• ENTRIES SUPPLIED
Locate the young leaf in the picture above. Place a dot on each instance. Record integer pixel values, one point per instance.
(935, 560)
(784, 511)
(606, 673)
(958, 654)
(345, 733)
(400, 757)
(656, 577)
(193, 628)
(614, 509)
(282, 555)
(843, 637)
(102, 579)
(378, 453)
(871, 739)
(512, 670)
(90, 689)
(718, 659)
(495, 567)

* * *

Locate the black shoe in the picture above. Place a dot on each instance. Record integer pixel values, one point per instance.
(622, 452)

--

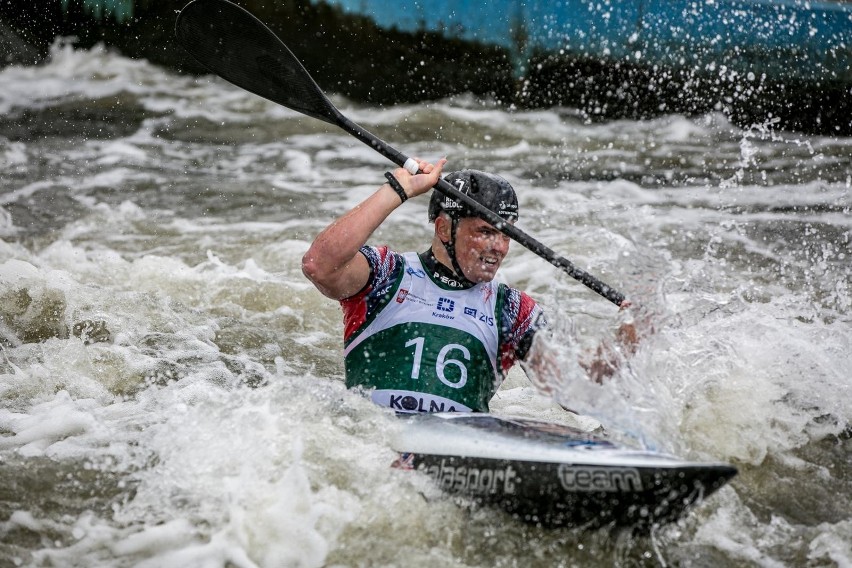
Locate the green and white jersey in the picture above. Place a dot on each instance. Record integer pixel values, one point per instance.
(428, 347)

• WRITTEN INSTRUCTION
Locate each line of the entries above that contains the word "Place", and copy those lines out in full.

• SOLUTION FOR THIS PROBLEM
Locate the young leaf in the picture above. Place a dot on each instance. Record integer pixel values, one point per instance.
Locate the black shoe in the picture above. Place a dot on each instance. Record integer pixel values, one point per instance.
Locate the green and white jersey in the picture above. Place a dot on each instance. Record integer pixel values, one point per instance.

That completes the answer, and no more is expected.